───── Source records ─────

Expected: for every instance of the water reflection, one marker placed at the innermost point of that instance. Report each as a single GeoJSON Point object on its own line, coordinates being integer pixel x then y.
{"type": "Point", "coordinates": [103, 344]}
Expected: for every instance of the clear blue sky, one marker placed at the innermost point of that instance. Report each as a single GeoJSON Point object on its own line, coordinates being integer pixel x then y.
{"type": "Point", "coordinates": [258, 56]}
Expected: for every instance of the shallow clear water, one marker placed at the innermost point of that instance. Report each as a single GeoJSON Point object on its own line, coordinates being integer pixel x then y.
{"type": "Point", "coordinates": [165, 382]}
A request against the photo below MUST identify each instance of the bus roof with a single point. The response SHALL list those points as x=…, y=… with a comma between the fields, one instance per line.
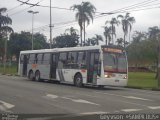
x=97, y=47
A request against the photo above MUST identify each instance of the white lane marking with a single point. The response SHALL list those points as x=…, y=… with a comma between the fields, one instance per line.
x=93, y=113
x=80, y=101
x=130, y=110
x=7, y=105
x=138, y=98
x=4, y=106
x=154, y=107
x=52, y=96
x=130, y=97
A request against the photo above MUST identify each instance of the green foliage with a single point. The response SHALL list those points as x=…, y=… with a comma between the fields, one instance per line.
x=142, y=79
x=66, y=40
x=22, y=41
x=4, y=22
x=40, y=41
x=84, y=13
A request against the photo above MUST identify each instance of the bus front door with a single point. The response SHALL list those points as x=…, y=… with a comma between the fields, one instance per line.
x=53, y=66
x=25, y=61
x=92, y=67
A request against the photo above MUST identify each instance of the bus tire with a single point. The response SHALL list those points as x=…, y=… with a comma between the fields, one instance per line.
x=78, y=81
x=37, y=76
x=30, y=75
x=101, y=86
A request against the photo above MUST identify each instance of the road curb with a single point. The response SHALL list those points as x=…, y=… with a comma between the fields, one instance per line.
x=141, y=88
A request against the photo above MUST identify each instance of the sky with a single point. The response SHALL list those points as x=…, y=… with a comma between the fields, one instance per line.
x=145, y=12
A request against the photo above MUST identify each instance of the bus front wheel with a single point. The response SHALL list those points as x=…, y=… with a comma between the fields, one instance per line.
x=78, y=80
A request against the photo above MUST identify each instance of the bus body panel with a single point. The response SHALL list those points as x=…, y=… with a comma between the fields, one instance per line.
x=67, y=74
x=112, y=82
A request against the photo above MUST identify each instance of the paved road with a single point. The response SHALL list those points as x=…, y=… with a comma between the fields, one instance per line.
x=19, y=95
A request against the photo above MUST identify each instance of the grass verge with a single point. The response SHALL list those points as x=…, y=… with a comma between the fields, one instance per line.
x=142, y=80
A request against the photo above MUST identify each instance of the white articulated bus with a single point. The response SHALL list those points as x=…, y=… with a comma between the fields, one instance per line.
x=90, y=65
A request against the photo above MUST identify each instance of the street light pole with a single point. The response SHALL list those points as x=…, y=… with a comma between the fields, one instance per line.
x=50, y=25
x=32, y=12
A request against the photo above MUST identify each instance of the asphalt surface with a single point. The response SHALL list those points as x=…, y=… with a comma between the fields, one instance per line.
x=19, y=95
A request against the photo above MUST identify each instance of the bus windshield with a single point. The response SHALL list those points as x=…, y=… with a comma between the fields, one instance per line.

─────
───── Source records ─────

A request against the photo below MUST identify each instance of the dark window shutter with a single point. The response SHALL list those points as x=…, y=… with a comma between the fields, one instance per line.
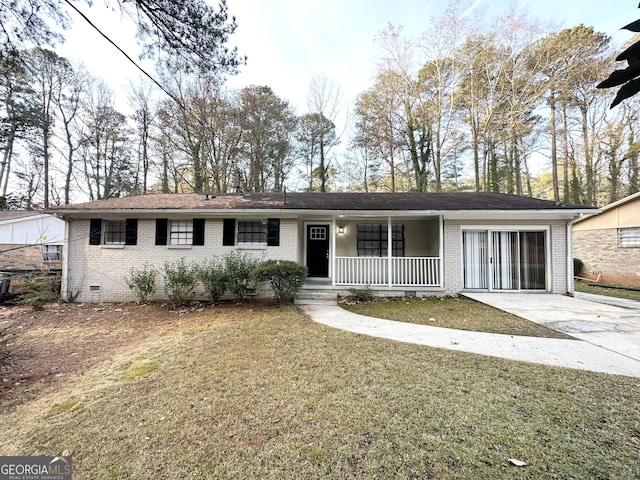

─────

- Objective
Gather every line from the entries above that contains the string "GeoJSON" and copy each one in full. Only matches with the same uppercase and lowercase letters count.

- Exercise result
Expected: for every instance of the water reflection, one marker placed at the innermost point of that instance. Report each as a single GeoJSON Point object on its own line, coordinates being integer pixel x then y.
Expected: for every instance of the clear blue sky, one marker placed at the innermost point of that instance. Report each as a single GeoJSON Point object on its own line, coordinates being integer pixel x then y.
Expected: for every instance of the shallow clear water, one marker placed at the innermost point of that instance. Report each as a single GeoJSON Point object on its own line, coordinates being integer pixel x then y.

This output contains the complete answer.